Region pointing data
|---|

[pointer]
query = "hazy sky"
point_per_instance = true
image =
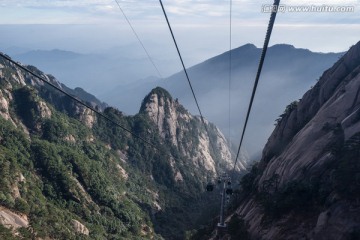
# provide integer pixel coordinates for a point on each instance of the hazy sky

|---|

Description of the task
Copy out, from the records above, every line that holds the string "hazy".

Exercise response
query = "hazy sky"
# provide integer pixel coordinates for a point on each instance of the hazy sky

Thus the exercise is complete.